Point localization data:
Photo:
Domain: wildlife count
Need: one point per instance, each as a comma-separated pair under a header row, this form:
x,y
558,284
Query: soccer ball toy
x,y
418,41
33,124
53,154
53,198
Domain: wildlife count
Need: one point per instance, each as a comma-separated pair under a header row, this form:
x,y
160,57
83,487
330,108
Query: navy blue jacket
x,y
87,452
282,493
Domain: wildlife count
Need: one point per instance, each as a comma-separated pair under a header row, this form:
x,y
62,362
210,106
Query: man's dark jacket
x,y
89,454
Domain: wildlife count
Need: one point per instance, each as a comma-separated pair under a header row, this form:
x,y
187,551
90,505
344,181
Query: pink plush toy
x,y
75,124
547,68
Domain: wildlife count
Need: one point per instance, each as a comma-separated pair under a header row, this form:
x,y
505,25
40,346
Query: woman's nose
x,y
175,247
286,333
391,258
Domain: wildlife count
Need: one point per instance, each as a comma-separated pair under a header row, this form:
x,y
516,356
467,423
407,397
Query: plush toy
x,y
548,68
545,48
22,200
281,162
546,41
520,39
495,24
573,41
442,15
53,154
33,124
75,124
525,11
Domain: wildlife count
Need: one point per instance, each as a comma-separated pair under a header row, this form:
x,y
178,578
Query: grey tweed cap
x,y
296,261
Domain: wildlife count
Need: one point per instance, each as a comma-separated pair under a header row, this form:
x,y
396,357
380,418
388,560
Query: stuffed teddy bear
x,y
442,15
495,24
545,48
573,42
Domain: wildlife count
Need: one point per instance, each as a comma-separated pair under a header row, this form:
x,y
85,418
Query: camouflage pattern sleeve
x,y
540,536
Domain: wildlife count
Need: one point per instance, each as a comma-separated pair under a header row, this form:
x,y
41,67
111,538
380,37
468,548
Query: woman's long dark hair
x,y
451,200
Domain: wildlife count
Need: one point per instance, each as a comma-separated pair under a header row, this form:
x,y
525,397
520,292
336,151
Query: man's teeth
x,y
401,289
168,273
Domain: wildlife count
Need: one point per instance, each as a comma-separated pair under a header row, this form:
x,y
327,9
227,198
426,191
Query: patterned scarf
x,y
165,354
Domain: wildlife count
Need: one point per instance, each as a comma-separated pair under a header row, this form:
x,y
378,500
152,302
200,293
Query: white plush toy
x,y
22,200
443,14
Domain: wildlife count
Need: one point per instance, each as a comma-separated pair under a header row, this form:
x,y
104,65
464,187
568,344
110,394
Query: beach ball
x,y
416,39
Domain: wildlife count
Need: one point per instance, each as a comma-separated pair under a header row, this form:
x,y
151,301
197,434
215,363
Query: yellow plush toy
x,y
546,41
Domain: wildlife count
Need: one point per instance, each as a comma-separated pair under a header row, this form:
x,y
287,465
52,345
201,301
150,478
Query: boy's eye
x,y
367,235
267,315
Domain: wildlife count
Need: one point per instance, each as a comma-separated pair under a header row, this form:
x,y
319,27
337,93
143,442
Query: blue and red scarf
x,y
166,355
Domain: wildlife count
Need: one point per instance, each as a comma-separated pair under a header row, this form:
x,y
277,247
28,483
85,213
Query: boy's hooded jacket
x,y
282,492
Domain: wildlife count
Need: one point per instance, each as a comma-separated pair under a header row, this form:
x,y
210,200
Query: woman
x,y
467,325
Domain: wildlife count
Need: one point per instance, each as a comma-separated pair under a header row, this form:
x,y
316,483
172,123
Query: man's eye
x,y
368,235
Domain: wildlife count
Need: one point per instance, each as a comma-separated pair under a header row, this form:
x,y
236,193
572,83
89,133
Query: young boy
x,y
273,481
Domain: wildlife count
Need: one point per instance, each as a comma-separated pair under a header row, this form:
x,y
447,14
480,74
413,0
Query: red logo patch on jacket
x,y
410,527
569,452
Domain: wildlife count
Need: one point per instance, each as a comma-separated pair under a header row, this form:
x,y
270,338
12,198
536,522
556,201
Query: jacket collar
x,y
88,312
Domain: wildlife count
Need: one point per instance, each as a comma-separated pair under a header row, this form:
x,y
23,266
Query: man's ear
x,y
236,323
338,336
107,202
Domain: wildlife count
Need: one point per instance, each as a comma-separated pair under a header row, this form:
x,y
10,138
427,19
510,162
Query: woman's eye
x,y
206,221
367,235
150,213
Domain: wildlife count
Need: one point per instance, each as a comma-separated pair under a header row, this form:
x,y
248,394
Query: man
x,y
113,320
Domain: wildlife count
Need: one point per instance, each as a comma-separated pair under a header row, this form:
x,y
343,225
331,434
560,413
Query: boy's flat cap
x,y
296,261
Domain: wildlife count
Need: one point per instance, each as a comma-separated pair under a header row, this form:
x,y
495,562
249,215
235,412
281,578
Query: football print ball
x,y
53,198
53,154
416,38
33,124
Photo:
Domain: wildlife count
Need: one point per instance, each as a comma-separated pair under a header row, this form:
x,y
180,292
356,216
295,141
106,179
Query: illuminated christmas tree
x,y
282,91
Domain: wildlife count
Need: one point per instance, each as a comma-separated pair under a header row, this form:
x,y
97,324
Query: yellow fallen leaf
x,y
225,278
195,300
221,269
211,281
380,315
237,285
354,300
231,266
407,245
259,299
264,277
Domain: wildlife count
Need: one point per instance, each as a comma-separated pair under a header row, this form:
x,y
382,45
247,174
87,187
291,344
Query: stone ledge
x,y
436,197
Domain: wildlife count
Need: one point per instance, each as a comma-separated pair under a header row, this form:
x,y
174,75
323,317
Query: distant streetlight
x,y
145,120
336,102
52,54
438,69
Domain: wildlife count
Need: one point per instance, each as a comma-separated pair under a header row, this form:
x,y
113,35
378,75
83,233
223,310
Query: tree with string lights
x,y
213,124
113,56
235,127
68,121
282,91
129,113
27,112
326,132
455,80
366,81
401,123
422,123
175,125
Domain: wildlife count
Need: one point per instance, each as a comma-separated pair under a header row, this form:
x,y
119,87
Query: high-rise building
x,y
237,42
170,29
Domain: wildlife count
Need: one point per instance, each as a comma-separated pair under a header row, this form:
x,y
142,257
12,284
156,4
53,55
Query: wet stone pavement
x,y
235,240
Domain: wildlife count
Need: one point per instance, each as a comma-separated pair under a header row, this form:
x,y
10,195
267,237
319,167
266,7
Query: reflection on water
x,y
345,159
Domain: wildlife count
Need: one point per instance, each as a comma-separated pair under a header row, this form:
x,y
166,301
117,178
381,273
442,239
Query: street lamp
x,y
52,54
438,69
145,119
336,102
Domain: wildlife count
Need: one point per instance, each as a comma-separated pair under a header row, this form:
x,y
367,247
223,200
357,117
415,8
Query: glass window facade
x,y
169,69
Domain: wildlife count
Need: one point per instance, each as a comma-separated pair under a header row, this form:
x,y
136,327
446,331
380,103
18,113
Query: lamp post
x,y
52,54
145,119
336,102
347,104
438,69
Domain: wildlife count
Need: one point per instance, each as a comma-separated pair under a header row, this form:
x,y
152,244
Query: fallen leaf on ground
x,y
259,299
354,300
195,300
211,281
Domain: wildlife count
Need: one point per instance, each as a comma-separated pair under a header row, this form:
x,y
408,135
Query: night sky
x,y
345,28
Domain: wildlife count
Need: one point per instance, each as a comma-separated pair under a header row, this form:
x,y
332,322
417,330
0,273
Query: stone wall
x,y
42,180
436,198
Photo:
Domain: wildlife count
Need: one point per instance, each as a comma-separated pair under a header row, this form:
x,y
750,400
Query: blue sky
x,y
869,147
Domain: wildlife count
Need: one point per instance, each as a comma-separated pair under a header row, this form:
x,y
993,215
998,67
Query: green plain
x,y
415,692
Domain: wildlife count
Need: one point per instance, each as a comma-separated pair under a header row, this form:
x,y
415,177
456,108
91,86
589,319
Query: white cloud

AIM OF THE EXERCISE
Give back the data above exactly as it appears.

SOLVED EXERCISE
Photo:
Domain: wildlife count
Need: one point per instance, each as a comma-separated pair under a header row, this form:
x,y
558,284
Query: soccer ball toy
x,y
418,41
33,124
53,154
53,198
Domain: wildlife count
Need: one point per instance, each as a comma-separated pair under a header row, this form:
x,y
160,57
83,487
330,108
Query: navy blue jacket
x,y
87,452
282,493
Domain: wildlife count
Need: one point per instance, each as a comma-separated pair under a header row, this form:
x,y
62,362
210,106
Query: man's dark jacket
x,y
89,454
Domain: wildlife count
Need: one point per instance, each as a comma-separated pair under a header row, this form:
x,y
187,551
90,505
344,181
Query: pink plush toy
x,y
75,124
547,68
Domain: wildlife count
Need: one point per instance, each as a comma-separated pair under a header row, this form:
x,y
505,25
40,346
Query: woman's nose
x,y
175,247
286,333
391,258
Domain: wildlife count
Need: one point per instance, each as a comma-separated pair under a header row, this form:
x,y
516,356
467,423
407,397
Query: plush toy
x,y
548,68
545,48
22,200
281,162
546,41
520,39
495,24
573,41
442,15
53,154
33,124
75,124
525,11
Domain: wildlife count
Need: one point per instance, each as a comma-separated pair under a header row, this form:
x,y
178,578
Query: grey tweed cap
x,y
296,261
Domain: wildlife count
Need: one point per instance, each as a comma-separated pair under a header row, this form:
x,y
396,357
380,418
388,560
Query: stuffed teddy bear
x,y
442,15
495,24
545,48
573,42
Domain: wildlife count
Need: one point per instance, each as a comma-separated pair under a header row, this form:
x,y
85,418
Query: camouflage pattern sleeve
x,y
540,536
Domain: wildlife count
Need: one point per instance, each as a comma-separated pair under a header row, this form:
x,y
41,67
111,538
380,37
468,548
Query: woman's long dark hair
x,y
451,200
Domain: wildlife count
Need: one point per instance, each as a comma-separated pair under a header row, this form:
x,y
525,397
520,292
336,151
Query: man's teeth
x,y
401,289
168,273
Domain: wildlife count
Need: one point per instance, each as a comma-separated pair under a header row, this form:
x,y
327,9
227,198
426,191
Query: patterned scarf
x,y
165,354
Domain: wildlife count
Need: one point per instance, each as a comma-separated pair under a header row, this form:
x,y
378,500
152,302
200,293
Query: white plush toy
x,y
22,200
443,14
Domain: wildlife count
Need: one point per instance, each as a comma-separated pair under a header row, this form:
x,y
104,65
464,187
568,344
110,394
Query: beach ball
x,y
416,39
Domain: wildlife count
Need: one point per instance, each as a comma-separated pair under a header row, this form:
x,y
151,301
197,434
215,363
Query: yellow plush toy
x,y
546,41
Domain: wildlife count
Need: one point per instance, each as a comma-separated pair under a header row, this form:
x,y
287,465
52,345
201,301
150,478
Query: boy's eye
x,y
367,235
267,315
Domain: wildlife count
Need: one point per instance, each as a comma-separated pair under a header row, this form:
x,y
319,27
337,93
143,442
Query: blue and red scarf
x,y
166,355
Domain: wildlife count
Need: one point per instance, each as a comma-separated pair under a header row, this form:
x,y
277,247
28,483
85,213
Query: boy's hooded jacket
x,y
282,492
Domain: wildlife count
Need: one point per instance, each as a comma-separated pair under a header row, this form:
x,y
210,200
Query: woman
x,y
467,325
Domain: wildlife count
Need: one point per instance, each as a comma-separated pair under a header row, this form:
x,y
316,483
172,123
Query: man's eye
x,y
368,235
Domain: wildlife count
Need: one point per instance, each as a comma-separated pair under a header row, this form:
x,y
236,193
572,83
89,133
Query: young boy
x,y
273,481
Domain: wildlife count
Need: one point per instance, each as a comma-separated pair under a header row, this form:
x,y
447,14
480,74
413,0
Query: red logo patch on jacket
x,y
410,527
569,452
Domain: wildlife count
Need: one point per instance, each as a comma-separated pair under a header row, this form:
x,y
270,338
12,198
536,522
556,201
Query: jacket collar
x,y
88,312
Domain: wildlife count
Need: one point per instance, each as a comma-separated pair under a header row, this form:
x,y
23,266
Query: man's ear
x,y
236,323
338,336
107,202
Domain: wildlife count
Need: one point per instance, each as a comma-separated pair under a header row, this form:
x,y
10,138
427,19
510,162
Query: woman's eye
x,y
206,221
367,235
150,213
Domain: wildlife count
Need: one point per instance, each as a comma-separated pair under a header row, this form:
x,y
248,394
Query: man
x,y
113,320
Domain: wildlife count
Need: one point per instance, each as a comma-separated pair under a header row, this form:
x,y
343,225
331,434
560,413
Query: boy's flat cap
x,y
296,261
Domain: wildlife count
Need: one point per instance, each as a comma-separated pair under a header row, this form:
x,y
495,562
249,215
235,412
281,578
Query: football print ball
x,y
53,198
53,154
416,38
33,124
Photo:
Domain: wildlife count
Need: one point per instance, each as a comma-separated pair under a header row, this form:
x,y
180,292
356,216
295,141
106,179
Query: illuminated christmas tree
x,y
282,91
Domain: wildlife count
Need: one point per instance, each as a comma-separated pair under a header row, this form:
x,y
97,324
Query: yellow fallen leaf
x,y
225,278
195,300
221,269
211,281
380,315
237,285
354,300
231,266
407,245
259,299
264,277
Domain: wildlife count
Need: one point per instance, each as a comma-separated pair under a header row, this form:
x,y
382,45
247,174
87,187
291,344
Query: stone ledge
x,y
436,197
Domain: wildlife count
Need: one point per instance, each as a comma-separated pair under a header row, this form:
x,y
174,75
323,317
Query: distant streetlight
x,y
145,120
336,102
52,54
438,69
Domain: wildlife count
Need: one point per instance, each as a comma-separated pair under a header row, this form:
x,y
113,35
378,75
83,233
223,310
Query: tree with string lights
x,y
213,124
113,56
235,127
68,121
282,91
129,113
27,112
326,132
455,80
366,81
401,123
422,123
175,125
Domain: wildlife count
Need: one point per instance, each as a comma-separated pair under a header row, this form:
x,y
119,87
Query: high-rise building
x,y
237,42
170,29
Domain: wildlife count
Need: one point per instance, each as a comma-separated pair under a header row, this form:
x,y
142,257
12,284
156,4
53,55
Query: wet stone pavement
x,y
235,240
Domain: wildlife count
Need: one point per instance, each as a comma-separated pair under a header row, this form:
x,y
10,195
267,237
319,167
266,7
Query: reflection on water
x,y
345,159
Domain: wildlife count
Need: one point per instance, each as a comma-separated pair under a header row, this form:
x,y
166,301
117,178
381,273
442,239
Query: street lamp
x,y
52,54
438,69
145,119
336,102
Domain: wildlife count
Need: one point per instance, each as a comma-separated pair under a header row, this form:
x,y
367,247
223,200
357,117
415,8
Query: glass window facade
x,y
169,69
Domain: wildlife count
Need: one point per instance, each as a comma-separated pair under a header row, this form:
x,y
136,327
446,331
380,103
18,113
Query: lamp post
x,y
52,54
145,119
336,102
347,104
438,69
Domain: wildlife count
Need: one point per instance, each as a comma-separated pair under a header row, this form:
x,y
152,244
Query: fallen leaf on ground
x,y
259,299
354,300
195,300
211,281
Domain: wildlife count
Need: one point per instance, each as a comma-separated pair under a header row, this form:
x,y
408,135
Query: night sky
x,y
345,28
Domain: wildlife count
Need: one point per instance, each as a comma-separated pair under a header row, this form:
x,y
332,322
417,330
0,273
Query: stone wall
x,y
42,180
436,198
Photo:
Domain: wildlife count
Need: one point per instance, each as a comma-separated pair under a header row, this form:
x,y
750,400
Query: blue sky
x,y
869,147
Domain: wildlife count
Need: one point per instance, each as a comma-separated pair under a header row, this form:
x,y
993,215
998,67
Query: green plain
x,y
415,692
Domain: wildlife count
Need: one point per instance, each as a comma-separated pair under a header row, this form:
x,y
415,177
456,108
91,86
589,319
Query: white cloud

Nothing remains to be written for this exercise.